_EXERCISE INSTRUCTIONS_
Give the line with "the tree bark" again, along with every line below it to the end of the records, word for word.

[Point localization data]
***
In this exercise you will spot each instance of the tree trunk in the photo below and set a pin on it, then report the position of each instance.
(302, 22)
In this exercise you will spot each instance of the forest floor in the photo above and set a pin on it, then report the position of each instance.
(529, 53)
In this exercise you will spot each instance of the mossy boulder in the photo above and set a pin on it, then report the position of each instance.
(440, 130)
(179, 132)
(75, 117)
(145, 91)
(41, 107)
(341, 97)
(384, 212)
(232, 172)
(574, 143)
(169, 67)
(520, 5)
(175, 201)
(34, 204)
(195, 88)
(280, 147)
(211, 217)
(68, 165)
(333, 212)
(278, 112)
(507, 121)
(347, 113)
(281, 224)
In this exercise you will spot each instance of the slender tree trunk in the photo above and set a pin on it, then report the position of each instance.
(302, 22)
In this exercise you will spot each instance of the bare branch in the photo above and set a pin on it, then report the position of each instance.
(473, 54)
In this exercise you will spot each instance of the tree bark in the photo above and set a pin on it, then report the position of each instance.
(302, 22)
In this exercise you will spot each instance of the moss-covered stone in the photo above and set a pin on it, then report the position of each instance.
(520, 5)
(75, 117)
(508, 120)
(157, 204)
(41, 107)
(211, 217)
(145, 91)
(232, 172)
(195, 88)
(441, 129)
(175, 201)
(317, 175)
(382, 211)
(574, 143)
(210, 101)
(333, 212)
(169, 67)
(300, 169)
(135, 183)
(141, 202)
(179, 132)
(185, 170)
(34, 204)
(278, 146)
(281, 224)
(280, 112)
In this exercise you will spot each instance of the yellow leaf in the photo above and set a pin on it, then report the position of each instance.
***
_YOUR RESPONSE_
In this exercise you will spot each instance of the tree bark in the photo above and set a pin on it, then report the position of each instance.
(302, 22)
In this exercise you will spot each instance of the moss-covered stone in the photo above and set a pin on it, then report the position of each instance.
(520, 5)
(75, 117)
(508, 120)
(157, 204)
(41, 107)
(211, 217)
(145, 91)
(232, 172)
(195, 88)
(441, 129)
(175, 201)
(317, 175)
(382, 211)
(574, 143)
(210, 101)
(333, 212)
(169, 67)
(300, 169)
(135, 183)
(141, 202)
(179, 132)
(185, 170)
(34, 204)
(278, 146)
(281, 224)
(280, 112)
In this exercise you will spot each instance of the yellow leaf in the photo above and set a pin on it, then report the position of each instance.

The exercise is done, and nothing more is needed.